* What you need to do: Return only the lines from the top of the material through the line marked by "390 54 L 314", unaltered.

╭─ Provided data

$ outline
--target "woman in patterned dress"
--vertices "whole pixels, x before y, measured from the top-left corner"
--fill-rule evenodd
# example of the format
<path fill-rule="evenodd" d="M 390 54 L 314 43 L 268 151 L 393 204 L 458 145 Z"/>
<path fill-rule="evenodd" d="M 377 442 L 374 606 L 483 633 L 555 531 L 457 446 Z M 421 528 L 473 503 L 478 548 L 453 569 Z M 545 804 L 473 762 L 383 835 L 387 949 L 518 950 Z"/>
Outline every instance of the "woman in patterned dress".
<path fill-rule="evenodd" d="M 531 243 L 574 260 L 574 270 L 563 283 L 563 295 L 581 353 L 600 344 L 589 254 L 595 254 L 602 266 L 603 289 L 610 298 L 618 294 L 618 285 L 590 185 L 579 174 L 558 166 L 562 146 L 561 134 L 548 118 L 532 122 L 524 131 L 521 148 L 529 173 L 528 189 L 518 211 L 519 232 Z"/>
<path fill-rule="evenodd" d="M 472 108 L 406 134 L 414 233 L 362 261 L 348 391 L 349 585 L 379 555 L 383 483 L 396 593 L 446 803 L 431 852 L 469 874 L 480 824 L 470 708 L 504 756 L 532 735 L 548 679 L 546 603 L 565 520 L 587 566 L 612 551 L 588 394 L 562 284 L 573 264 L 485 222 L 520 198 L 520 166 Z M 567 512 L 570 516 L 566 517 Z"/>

╰─

* Solution for this task:
$ outline
--target "woman in patterned dress"
--vertices "whole pixels, x before y, measured from the top-left corner"
--fill-rule evenodd
# example of the format
<path fill-rule="evenodd" d="M 390 54 L 314 43 L 268 151 L 393 204 L 458 145 Z"/>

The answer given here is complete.